*** Provided text

The basic premise of STV is that votes shouldn’t be "wasted." For example, if you decide to vote for a Green Party candidate, knowing full well the candidate has little or no chance against the Liberal or NDP candidates, your ballot will be counted but won’t really count for anything.

To prevent your vote from being wasted, STV would give each voter the chance to pick candidates based on their preference by ranking their choices on a ballot.

At the same time ridings would be expanded in size and voters would elect anywhere from two to seven MLAs to allow for proportional representation, or a more accurate reflection of the popular vote within a BC-STV riding. The number of MLAs elected for all of B.C. will remain at 79.

The major parties would likely run more than one candidate in each riding. As a result, if you were a diehard Liberal Party supporter you could still vote for two to seven Liberal candidates in your riding, according to preference.

But if you wanted to vote for individual candidates rather than a single party, you could rank your preferences any way you want – preference number one could go to the Liberal, number two to a Green Party candidate, number three for another Green Party member, number four for your favourite NDP candidate and so on.

Where it gets a little tricky is tabulating the votes.

In each riding, a candidate would have to receive a predetermined quota of votes. In a riding where seven MLAs are elected, that quota would be just over 14 per cent.

All voters’ first preferences are counted. If a candidate is elected by meeting the quota, all "extra" votes are then transferred to the voter’s next preference.

If no one is elected after that point, the candidate with the fewest votes is dropped and their votes are transferred to the voter’s next preference, and so on and so on, until all of the spots are filled. A riding could go through a dozen iterations or more before a candidate is selected.

The exact methodology for establishing ridings and electing MLAs was made available by the Citizens Assembly in December in a 280-page technical report, but judging by the negative views of some commentators, it still doesn’t answer all questions or concerns.

Still, with the BC-STV system not coming into effect until the May 2009 election, assuming the referendum is successful, there’s lots of time to clarify the details. Voters may not get another chance like this for a long time.

At the same time, the "no" side believes that the public does not have enough information to make a choice and that the process has been misleading. Since the province will be locked into whatever is decided for at least the next few election cycles, they would like people to exercise caution and vote against changing the system.

The case for BC-STV: Norman Ruff changes his mind

Dr. Norman Ruff, the eminent professor of Political Science at the University of Victoria and a familiar face in provincial politics for the past 36 years, has had a change of heart. He was originally opposed to the BC-STV system for various reasons, including concerns over representation in B.C.’s sparsely populated rural northern areas. But, taking the long view, he believes that the province should at least try STV because the current system is not working.

"I was skeptical at first but I’ve come around to thinking it would be a good idea to try it," said Dr. Ruff. "I’m giving neutral talks on STV, explaining the history of it and so on, but I don’t mind telling you I’m going to vote ‘yes’ personally."

Dr. Ruff said he likes the idea of personal preferences coming into play when ballots are counted. If your first choice isn’t elected, there’s still a chance that your second or third choice will get enough votes.

"It’s not just marking an ‘X’. It gives me as a voter a much more effective choice in choosing a representative," he said. "If I’m a committed party supporter, I get to rank people within the same party, kind of like an American-style primary election. And if there’s a candidate from another party that would make a good representative, I can give some of my preference to them as well – even to an independent.

******
*** Data section

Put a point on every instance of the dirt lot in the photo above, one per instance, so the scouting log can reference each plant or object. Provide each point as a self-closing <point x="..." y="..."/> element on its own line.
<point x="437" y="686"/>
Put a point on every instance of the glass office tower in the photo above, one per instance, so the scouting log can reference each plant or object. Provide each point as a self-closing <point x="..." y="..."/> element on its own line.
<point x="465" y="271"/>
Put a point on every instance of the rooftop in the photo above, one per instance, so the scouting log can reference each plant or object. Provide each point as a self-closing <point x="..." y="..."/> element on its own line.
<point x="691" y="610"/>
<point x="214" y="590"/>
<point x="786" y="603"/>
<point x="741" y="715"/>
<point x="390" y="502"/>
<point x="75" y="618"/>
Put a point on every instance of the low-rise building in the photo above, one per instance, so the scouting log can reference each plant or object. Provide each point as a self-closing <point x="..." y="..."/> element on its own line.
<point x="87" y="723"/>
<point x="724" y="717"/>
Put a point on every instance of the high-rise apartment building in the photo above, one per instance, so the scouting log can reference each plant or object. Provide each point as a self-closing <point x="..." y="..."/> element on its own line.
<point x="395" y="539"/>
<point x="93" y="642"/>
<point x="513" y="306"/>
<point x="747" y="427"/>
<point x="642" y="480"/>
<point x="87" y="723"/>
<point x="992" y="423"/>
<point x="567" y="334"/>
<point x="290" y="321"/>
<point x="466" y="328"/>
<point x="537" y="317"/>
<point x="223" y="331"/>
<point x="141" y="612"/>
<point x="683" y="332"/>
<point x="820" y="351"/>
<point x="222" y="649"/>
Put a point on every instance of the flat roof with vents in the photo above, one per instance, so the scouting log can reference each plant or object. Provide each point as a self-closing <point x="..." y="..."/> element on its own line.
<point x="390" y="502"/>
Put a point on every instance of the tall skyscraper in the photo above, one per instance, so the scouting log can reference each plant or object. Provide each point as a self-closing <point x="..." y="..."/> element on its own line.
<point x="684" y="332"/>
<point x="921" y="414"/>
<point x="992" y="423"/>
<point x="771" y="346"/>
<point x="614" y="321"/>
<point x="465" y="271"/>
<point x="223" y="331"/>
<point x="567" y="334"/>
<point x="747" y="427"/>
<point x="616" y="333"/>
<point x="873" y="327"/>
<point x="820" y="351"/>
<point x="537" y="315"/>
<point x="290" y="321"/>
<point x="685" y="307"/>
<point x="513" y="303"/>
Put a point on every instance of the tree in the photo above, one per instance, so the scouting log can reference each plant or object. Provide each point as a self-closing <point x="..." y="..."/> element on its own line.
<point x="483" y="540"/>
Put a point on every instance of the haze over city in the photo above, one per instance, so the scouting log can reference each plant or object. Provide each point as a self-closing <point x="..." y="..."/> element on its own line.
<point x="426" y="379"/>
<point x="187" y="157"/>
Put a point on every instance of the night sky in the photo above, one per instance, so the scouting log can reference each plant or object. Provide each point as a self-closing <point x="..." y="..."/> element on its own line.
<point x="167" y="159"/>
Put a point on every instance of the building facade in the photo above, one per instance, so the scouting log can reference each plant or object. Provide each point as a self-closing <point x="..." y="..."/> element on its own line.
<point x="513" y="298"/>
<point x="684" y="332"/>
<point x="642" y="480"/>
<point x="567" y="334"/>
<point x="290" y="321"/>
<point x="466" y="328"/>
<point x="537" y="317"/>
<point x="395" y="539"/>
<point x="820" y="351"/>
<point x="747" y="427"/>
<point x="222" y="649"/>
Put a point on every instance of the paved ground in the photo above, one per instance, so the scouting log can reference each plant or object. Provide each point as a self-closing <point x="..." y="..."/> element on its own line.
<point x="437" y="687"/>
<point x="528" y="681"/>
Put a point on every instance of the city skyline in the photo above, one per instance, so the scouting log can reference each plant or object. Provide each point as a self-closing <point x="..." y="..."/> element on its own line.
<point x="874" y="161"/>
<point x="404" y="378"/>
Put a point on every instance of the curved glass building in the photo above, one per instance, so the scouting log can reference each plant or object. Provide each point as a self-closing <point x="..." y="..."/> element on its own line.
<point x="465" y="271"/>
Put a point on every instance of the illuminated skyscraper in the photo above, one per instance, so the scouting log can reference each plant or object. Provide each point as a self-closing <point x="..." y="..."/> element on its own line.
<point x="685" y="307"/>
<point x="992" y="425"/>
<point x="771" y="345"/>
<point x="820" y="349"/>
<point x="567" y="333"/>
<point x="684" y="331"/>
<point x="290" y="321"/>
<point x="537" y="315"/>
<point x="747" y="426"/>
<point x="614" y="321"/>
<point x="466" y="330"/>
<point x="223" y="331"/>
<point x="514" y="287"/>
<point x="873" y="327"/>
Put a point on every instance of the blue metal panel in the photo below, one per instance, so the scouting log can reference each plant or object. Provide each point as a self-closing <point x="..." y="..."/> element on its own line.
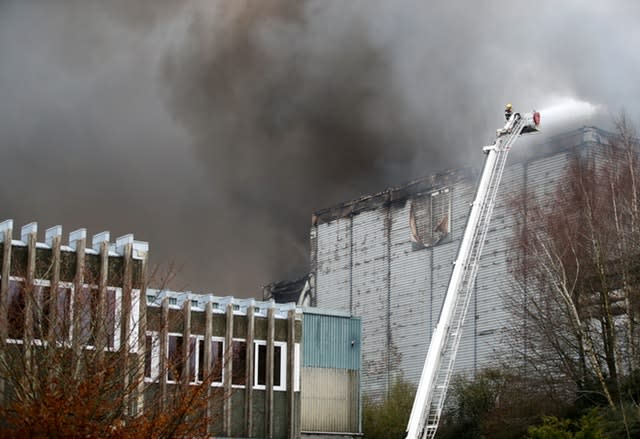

******

Task requirements.
• 1. In the text on BC-STV, how many MLAs will be elected for all of B.C.?
• 2. Translate this sentence from the text on BC-STV into Spanish: "Where it gets a little tricky is tabulating the votes."

Answers provided.
• 1. 79

• 2. Donde se complica un poco es en el recuento de los votos.